Dataset rows showing where objects appear:
— START —
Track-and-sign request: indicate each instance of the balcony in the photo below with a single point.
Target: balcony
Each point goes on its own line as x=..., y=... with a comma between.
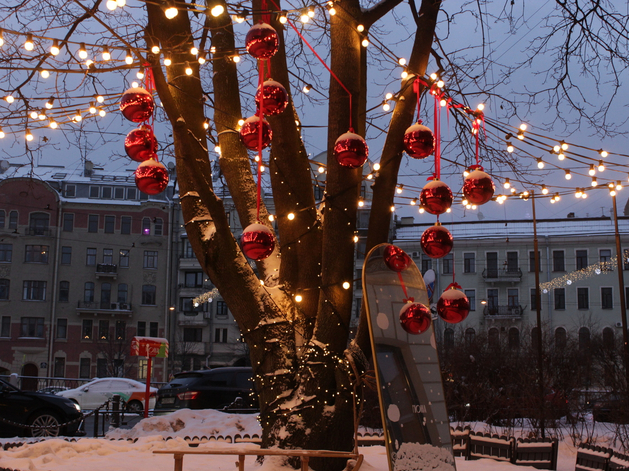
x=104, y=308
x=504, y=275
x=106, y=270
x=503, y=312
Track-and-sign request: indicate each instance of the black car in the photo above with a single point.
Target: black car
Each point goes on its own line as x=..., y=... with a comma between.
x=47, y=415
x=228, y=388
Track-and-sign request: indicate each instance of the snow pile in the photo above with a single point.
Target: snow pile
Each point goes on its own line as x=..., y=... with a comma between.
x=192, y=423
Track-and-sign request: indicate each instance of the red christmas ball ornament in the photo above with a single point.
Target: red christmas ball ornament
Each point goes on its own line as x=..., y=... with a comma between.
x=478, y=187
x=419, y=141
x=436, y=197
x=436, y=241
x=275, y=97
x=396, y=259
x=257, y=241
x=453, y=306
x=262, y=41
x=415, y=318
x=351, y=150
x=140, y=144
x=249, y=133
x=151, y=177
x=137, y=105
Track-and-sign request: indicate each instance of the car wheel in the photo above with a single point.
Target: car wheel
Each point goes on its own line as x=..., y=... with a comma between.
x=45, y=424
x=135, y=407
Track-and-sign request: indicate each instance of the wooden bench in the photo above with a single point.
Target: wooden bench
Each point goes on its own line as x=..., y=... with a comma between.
— END —
— START —
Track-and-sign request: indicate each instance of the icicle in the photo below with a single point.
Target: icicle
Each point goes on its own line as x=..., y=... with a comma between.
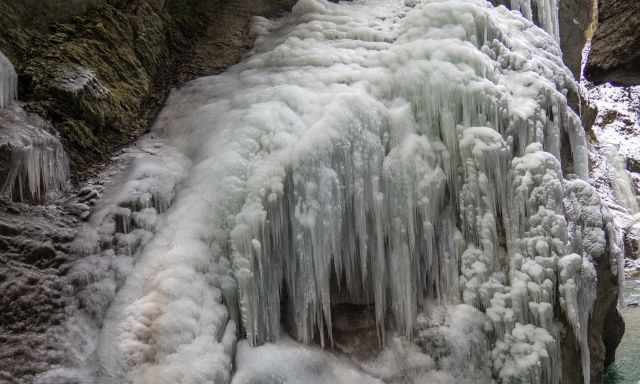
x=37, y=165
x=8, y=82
— END —
* **Given problem**:
Rewrite everything from the line containing "Track-and-sign request: indicate each instance of the black" down to the line containing "x=192, y=423" in the data above, with "snow pile" changed to "snowbank" and all else left as is.

* **Complete answer**:
Track-and-sign request: indicate each instance of the black car in the photo above with a single point.
Target: black car
Each point goes on its own line as x=..., y=... with a comma between.
x=47, y=415
x=228, y=388
Track-and-sign request: indicate each instance of the snowbank in the photo above with a single point.
Target: snowbank
Each point goes on its own line as x=..., y=... with a comma between.
x=192, y=423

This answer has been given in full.